**WRITTEN REQUEST**
Below are some records: retype them all exactly, but not the pictures.

— START OF RECORDS SHOWN —

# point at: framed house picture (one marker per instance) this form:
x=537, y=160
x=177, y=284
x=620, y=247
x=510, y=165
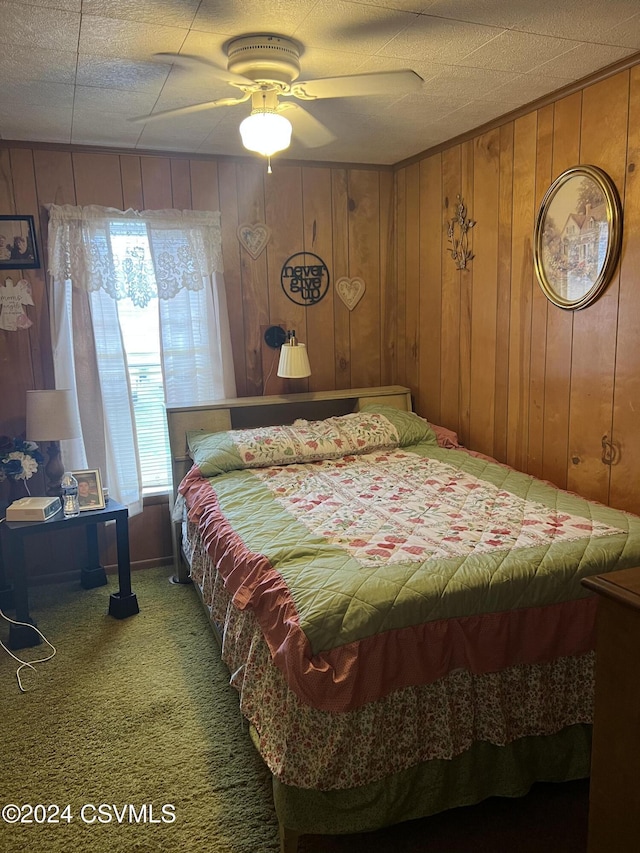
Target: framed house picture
x=18, y=247
x=577, y=237
x=90, y=495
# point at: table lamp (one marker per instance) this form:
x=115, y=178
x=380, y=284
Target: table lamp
x=51, y=417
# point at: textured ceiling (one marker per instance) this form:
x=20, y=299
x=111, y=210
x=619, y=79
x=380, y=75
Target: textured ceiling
x=74, y=71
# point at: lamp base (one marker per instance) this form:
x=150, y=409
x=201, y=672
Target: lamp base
x=54, y=470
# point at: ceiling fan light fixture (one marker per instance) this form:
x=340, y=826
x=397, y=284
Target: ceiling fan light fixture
x=265, y=132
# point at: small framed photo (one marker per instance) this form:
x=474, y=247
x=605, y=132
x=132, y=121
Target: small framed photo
x=90, y=494
x=18, y=247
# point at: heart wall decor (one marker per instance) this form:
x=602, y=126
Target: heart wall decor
x=351, y=291
x=254, y=238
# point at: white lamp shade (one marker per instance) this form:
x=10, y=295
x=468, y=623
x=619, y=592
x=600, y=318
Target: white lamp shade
x=51, y=416
x=265, y=133
x=294, y=361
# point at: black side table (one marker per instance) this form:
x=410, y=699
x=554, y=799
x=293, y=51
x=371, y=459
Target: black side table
x=121, y=604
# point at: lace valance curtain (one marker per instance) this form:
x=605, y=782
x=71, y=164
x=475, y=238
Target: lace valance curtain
x=99, y=256
x=186, y=249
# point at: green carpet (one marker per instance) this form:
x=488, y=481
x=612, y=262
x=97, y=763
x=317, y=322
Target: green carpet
x=139, y=712
x=135, y=711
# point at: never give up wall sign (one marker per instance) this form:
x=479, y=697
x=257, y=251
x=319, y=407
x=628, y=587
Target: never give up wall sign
x=304, y=278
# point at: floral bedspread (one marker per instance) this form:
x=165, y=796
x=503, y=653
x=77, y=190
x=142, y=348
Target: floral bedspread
x=371, y=574
x=416, y=509
x=313, y=748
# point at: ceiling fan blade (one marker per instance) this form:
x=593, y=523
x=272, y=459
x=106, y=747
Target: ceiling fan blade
x=374, y=83
x=307, y=129
x=189, y=60
x=192, y=108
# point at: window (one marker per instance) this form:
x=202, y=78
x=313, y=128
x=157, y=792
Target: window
x=140, y=327
x=139, y=320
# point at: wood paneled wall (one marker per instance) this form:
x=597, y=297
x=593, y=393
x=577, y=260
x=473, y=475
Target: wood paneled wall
x=344, y=215
x=482, y=349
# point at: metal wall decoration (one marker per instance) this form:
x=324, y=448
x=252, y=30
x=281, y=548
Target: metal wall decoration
x=350, y=290
x=304, y=278
x=458, y=235
x=254, y=238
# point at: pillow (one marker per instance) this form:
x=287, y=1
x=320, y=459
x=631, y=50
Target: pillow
x=303, y=441
x=412, y=429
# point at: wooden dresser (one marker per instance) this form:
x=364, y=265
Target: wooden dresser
x=614, y=809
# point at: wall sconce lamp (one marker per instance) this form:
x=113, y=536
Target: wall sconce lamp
x=265, y=130
x=294, y=361
x=51, y=417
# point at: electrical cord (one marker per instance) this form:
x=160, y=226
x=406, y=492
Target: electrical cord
x=24, y=663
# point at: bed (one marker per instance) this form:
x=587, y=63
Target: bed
x=403, y=619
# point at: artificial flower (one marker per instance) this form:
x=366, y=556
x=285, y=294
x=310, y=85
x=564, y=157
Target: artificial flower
x=19, y=459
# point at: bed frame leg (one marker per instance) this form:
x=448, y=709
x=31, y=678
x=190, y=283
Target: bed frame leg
x=288, y=840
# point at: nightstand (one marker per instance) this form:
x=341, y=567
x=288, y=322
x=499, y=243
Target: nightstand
x=614, y=796
x=121, y=604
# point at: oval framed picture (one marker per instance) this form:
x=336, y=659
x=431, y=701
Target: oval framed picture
x=577, y=237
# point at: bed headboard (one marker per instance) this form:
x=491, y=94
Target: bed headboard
x=247, y=412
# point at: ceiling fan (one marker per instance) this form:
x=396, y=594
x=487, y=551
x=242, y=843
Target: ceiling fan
x=264, y=68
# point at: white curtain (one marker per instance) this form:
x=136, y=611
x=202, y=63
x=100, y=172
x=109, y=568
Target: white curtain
x=88, y=275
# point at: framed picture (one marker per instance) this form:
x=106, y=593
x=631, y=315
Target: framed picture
x=90, y=495
x=18, y=247
x=577, y=237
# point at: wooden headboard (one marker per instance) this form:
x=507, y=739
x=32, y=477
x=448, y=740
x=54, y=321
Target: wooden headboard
x=247, y=412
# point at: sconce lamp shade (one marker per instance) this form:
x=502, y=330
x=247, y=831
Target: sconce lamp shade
x=51, y=416
x=294, y=361
x=265, y=132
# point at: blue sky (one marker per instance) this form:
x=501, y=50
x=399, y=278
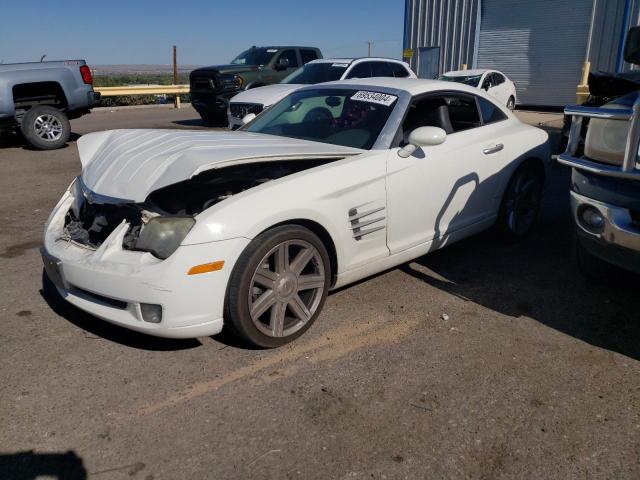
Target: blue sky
x=206, y=32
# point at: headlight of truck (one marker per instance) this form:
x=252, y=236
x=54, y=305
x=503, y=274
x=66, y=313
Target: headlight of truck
x=161, y=236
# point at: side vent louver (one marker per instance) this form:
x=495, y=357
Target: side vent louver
x=363, y=222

— END OF RECORDS SHOWN —

**TASK OUTPUT**
# point at: framed house picture (one marker per instance) this form:
x=537, y=160
x=177, y=284
x=620, y=247
x=510, y=165
Target: framed house picture
x=18, y=247
x=577, y=237
x=90, y=495
# point at: table lamp (one marker per instance) this form:
x=115, y=178
x=380, y=284
Target: table lamp
x=51, y=417
# point at: textured ceiling (one marker per instance) this form:
x=20, y=299
x=111, y=210
x=619, y=79
x=380, y=75
Target: textured ceiling
x=74, y=71
# point at: lamp base (one marker per instance) this form:
x=150, y=409
x=201, y=672
Target: lamp base
x=54, y=470
# point at: ceiling fan light fixture (one marker per instance) this form:
x=340, y=826
x=397, y=284
Target: ceiling fan light fixture
x=265, y=132
# point at: small framed photo (one marker per instance) this form:
x=474, y=247
x=605, y=132
x=132, y=121
Target: small framed photo
x=90, y=494
x=18, y=247
# point at: heart wall decor (one marker per instance) this form:
x=602, y=126
Target: heart wall decor
x=351, y=291
x=254, y=238
# point at: white lamp shade (one marker per instance) this form:
x=10, y=295
x=468, y=623
x=619, y=592
x=600, y=318
Target: white lamp shade
x=51, y=416
x=265, y=133
x=294, y=361
# point at: black side table (one marker per instance) this form:
x=410, y=699
x=554, y=799
x=293, y=51
x=371, y=459
Target: black side table
x=121, y=604
# point at: lace valance curtain (one marker per instance) this form:
x=605, y=782
x=71, y=164
x=475, y=238
Target: lace valance curtain
x=99, y=256
x=186, y=249
# point at: green carpet (one marker per instance) this form:
x=488, y=481
x=612, y=262
x=97, y=763
x=317, y=322
Target: green carpet
x=139, y=712
x=135, y=711
# point at: never give up wall sign (one marker per instance) this form:
x=479, y=697
x=257, y=251
x=319, y=407
x=628, y=587
Target: never give up wall sign
x=304, y=278
# point at: floral bedspread (one marker per instance) this form:
x=165, y=796
x=503, y=653
x=77, y=190
x=142, y=348
Target: floral bedspread
x=371, y=574
x=416, y=509
x=313, y=748
# point at: ceiling fan blade (one marker per instance) this form:
x=593, y=523
x=272, y=459
x=106, y=747
Target: ceiling fan blade
x=374, y=83
x=307, y=129
x=189, y=60
x=192, y=108
# point at: window (one marker per instance) this form:
x=202, y=78
x=313, y=128
x=157, y=792
Target: window
x=140, y=327
x=139, y=320
# point at: wood paneled wall (one marker per instance) this form:
x=597, y=297
x=593, y=393
x=577, y=260
x=473, y=475
Target: wood paneled wall
x=344, y=215
x=482, y=349
# point at: metal wall decoration (one marker per instance) this form:
x=324, y=448
x=252, y=30
x=281, y=548
Target: metal wall decoration
x=350, y=290
x=304, y=278
x=458, y=235
x=254, y=238
# point at: pillow (one marker per instance) this form:
x=287, y=1
x=320, y=459
x=631, y=50
Target: pillow
x=303, y=441
x=412, y=429
# point at: wooden dresser (one marker per instance) this form:
x=364, y=265
Target: wooden dresser
x=614, y=809
# point at: wall sconce lamp (one marker per instance) this form:
x=113, y=536
Target: wall sconce lamp
x=265, y=130
x=294, y=361
x=51, y=417
# point at: electrical cord (one marker per instance) this form:
x=160, y=226
x=406, y=492
Target: electrical cord
x=24, y=663
# point at: bed (one marker per instance) this form:
x=587, y=63
Target: bed
x=403, y=619
# point at: artificial flower (one marker per instance) this form:
x=366, y=556
x=285, y=294
x=310, y=85
x=564, y=157
Target: artificial flower
x=19, y=459
# point at: bed frame leg (one marker per instance) this form:
x=448, y=709
x=31, y=678
x=190, y=283
Target: bed frame leg
x=288, y=840
# point at: nightstand (one marker per instance) this form:
x=341, y=567
x=288, y=322
x=499, y=243
Target: nightstand
x=614, y=796
x=121, y=604
# point at: oval framed picture (one marker per instance) this form:
x=336, y=659
x=431, y=701
Target: oval framed picture
x=577, y=237
# point at: bed headboard (one marker per instance) this form:
x=491, y=94
Target: bed headboard
x=247, y=412
# point at: ceiling fan (one marker per instance) this form:
x=396, y=594
x=487, y=551
x=242, y=843
Target: ceiling fan
x=264, y=68
# point at: white curtain (one marker per instance) this form:
x=136, y=611
x=202, y=63
x=100, y=172
x=109, y=568
Target: white curtain
x=88, y=275
# point at: framed picture (one marker per instance) this form:
x=106, y=593
x=631, y=315
Target: framed picture
x=90, y=495
x=18, y=247
x=577, y=237
# point at: wooden headboard (one marker per instance) this form:
x=507, y=739
x=32, y=477
x=448, y=740
x=54, y=321
Target: wooden headboard
x=247, y=412
# point at: sconce lamp shade (one marker per instance) this form:
x=502, y=330
x=247, y=831
Target: sconce lamp shade
x=51, y=416
x=294, y=361
x=265, y=132
# point at: blue sky (one marker per instance) this form:
x=501, y=50
x=399, y=278
Target: blue sky
x=206, y=32
# point at: headlight of truck (one marker per instance) this form:
x=252, y=236
x=54, y=305
x=503, y=274
x=66, y=313
Target: headlight of truck
x=161, y=236
# point at: side vent louver (one marker per instance) this form:
x=495, y=357
Target: side vent louver
x=363, y=222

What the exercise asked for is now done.